**WHAT IS NEEDED**
Among the entries that follow, find every line with the word "exact" and list it.

**DATASET EXCERPTS**
- - - - - - -
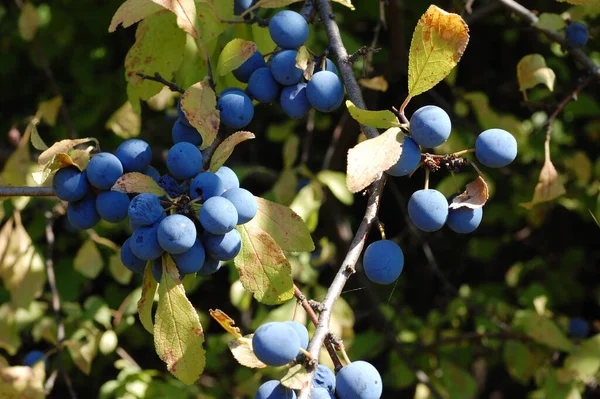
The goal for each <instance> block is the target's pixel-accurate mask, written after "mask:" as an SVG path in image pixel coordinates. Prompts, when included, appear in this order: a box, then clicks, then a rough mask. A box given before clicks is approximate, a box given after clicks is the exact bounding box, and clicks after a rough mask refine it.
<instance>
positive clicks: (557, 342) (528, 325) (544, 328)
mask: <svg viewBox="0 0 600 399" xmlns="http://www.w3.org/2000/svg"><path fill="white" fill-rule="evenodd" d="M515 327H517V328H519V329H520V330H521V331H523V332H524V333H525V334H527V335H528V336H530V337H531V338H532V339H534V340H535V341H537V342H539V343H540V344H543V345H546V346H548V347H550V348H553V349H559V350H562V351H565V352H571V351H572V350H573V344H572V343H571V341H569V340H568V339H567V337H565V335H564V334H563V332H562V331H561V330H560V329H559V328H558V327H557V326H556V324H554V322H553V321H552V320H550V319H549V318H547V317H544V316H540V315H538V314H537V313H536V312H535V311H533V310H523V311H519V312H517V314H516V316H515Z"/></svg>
- - - - - - -
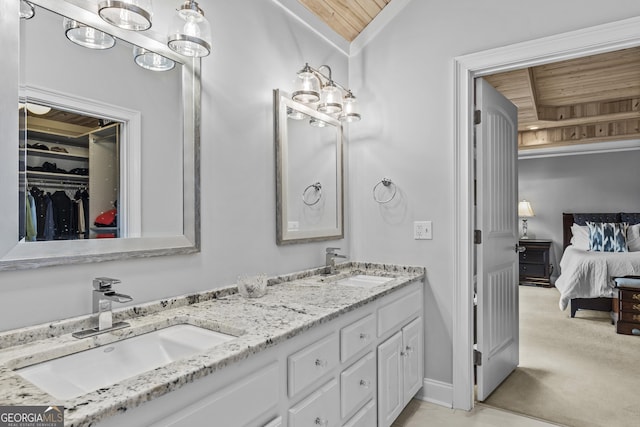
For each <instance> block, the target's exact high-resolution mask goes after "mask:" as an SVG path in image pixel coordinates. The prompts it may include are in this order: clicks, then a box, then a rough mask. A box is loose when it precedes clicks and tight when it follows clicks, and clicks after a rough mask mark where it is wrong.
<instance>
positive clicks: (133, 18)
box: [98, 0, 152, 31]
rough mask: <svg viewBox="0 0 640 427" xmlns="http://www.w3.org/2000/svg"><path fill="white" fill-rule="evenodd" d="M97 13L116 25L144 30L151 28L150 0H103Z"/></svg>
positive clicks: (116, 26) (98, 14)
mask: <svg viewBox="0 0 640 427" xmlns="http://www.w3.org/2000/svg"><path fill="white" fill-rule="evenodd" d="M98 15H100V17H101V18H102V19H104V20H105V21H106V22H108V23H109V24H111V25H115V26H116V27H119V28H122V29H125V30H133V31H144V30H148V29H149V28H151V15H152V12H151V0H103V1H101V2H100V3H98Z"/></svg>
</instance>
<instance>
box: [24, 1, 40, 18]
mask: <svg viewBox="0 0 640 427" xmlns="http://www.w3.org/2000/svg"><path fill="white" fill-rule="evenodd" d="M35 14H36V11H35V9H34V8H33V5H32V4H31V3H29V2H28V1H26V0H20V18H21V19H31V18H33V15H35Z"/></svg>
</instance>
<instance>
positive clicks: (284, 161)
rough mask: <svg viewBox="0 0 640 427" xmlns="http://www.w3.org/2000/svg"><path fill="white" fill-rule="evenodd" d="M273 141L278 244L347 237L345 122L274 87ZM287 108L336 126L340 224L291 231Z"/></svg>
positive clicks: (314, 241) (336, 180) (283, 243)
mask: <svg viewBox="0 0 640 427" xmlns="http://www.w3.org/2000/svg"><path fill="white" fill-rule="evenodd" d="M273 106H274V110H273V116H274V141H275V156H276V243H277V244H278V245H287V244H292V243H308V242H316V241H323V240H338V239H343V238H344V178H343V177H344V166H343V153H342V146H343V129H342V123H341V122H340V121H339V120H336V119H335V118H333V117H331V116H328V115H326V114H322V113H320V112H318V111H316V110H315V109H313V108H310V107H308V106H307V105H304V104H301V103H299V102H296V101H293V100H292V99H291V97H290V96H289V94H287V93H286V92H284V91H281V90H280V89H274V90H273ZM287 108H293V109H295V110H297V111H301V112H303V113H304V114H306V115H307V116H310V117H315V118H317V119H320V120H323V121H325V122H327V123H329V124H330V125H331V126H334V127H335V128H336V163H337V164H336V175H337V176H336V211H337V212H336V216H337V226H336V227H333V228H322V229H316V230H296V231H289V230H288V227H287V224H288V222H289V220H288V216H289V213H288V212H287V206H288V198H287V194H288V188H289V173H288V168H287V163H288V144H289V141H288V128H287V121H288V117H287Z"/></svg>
- - - - - - -
**EXPECTED ANSWER**
The goal for each <instance> block is the target's pixel-accurate mask, written after "mask:" as an SVG path in image pixel coordinates. Prompts, when included, appear in this order: a box, then clicks, then a rough mask. A box given before clicks is approximate, a box given after clicks is the exact bounding box, and clicks after a rough mask refine it.
For each <instance> block, the target's exact high-resolution mask goes after "mask:" as an SVG path in image pixel coordinates. The prompts it may include are in this order: clicks, then a box, then a rough mask. A box is loose when it precedes clicks and tight when it follows clicks, and clicks after a rough mask mark where it is wrong.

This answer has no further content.